_DOEL A_
Zet alle regels van de opgeslagen gegevensrijen hieronder om in een JSON-lijst van strings, één string per regel en zonder lege regels.
_DOEL B_
Geef het vervolg van het verhaal over de uilenontmoeting in Wales hieronder, te beginnen na de laatste zin.

“Strek je arm. Houd je hand alsof je een glas vasthoudt en je niet wilt knoeien.” Ik volg de instructies op. “Zo?” Nog voor haar bevestiging goed en wel haar lippen verlaat, landt er iets op mijn hand. Plof. Bewonderend tuur ik naar de grijs-witte vlek. Wauw. Ik heb voor het eerst in mijn leven een uil op mijn hand.
Wie weleens bij me thuis kwam, zag ze staan: uilen in allerlei soorten en maten. Jaren geleden kreeg ik de eerste cadeau, als tastbare verwijzing naar de magische wereld van Harry Potter, waar ik zo graag in wegkroop. Al snel volgden er meer. Dus toen ik ontdekte dat we in Wales vlak bij het British Bird of Prey Centre verbleven, en dat die ‘owl encounters’ aanbiedt, liet dat me niet meer los. Maar had ik daar wat aan? Op die vraag kreeg ik een uitgebreid en doordacht antwoord. Ik zou de vogels horen roepen en voelen landen. En omdat ze medische controles gewend zijn, onder begeleiding kunnen aanraken. Als de valkenier rekening kon houden met licht, zodat ik de dieren beter kon zien, moest ik dat vooral aangeven. En had ik begeleiding nodig om over een grasveld te lopen? Dan kon dat ook.
Feitjesregen
Die e-mail zette de toon voor ons bezoek. Hoewel ze speciaal voor hulphonden kennels hebben, biedt onze valkenier – een spraakzame jongedame bij wie ik me meteen op mijn gemak voel – aan een betere plek voor geleidehond Esmee klaar te maken. Omdat de kennels lage, dichte plastic hokjes blijken te zijn, neem ik dat aanbod graag aan. Even later ligt Esmee wat verward op een stapel zachte dekens in de ruimte van de dierenarts, die speciaal voor haar is opgeruimd.

(Opgeslagen gegevensrijen)
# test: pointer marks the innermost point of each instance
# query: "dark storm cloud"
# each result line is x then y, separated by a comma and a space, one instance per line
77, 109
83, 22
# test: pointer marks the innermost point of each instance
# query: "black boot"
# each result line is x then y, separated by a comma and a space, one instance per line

_UITVOER A_
[
  "# test: pointer marks the innermost point of each instance",
  "# query: \"dark storm cloud\"",
  "# each result line is x then y, separated by a comma and a space, one instance per line",
  "77, 109",
  "83, 22",
  "# test: pointer marks the innermost point of each instance",
  "# query: \"black boot\"",
  "# each result line is x then y, separated by a comma and a space, one instance per line"
]

_UITVOER B_
Zodra onze valkenier onze interesse opmerkt, begint de feitjesregen. Zo’n beetje het eerste: alles wat je op school over uilen leerde, klopt niet. Niet alle uilen zijn nachtdieren. Dat kun je zien aan hun ogen. De uilen met zwarte ogen jagen ’s nachts. Hebben ze oranje ogen? Dan zijn ze actief als het schemert, ’s ochtends en ’s avonds. De geelogigen grijpen hun prooi overdag. Wijs zijn ze ook niet, vindt ze. Sommige zitten net zo lang in een boom tot een prooi naar hen toe komt. Vliegen kost veel energie. Best slim dus, als je het mij vraagt.
Mijn vriend en ik krijgen een dikke leren handschoen voor onze linkerhand. De dieren weten dat als ze worden geroepen met een fluitsignaal of hondenklikker, er eten te halen valt. Even voelt het vreemd deze mooie dieren keer op keer kunstjes te laten doen. Dan bedenk ik dat ik straks mijn Esmee haar tuig aantrek, en verwacht dat zij kwispelend voor me werkt.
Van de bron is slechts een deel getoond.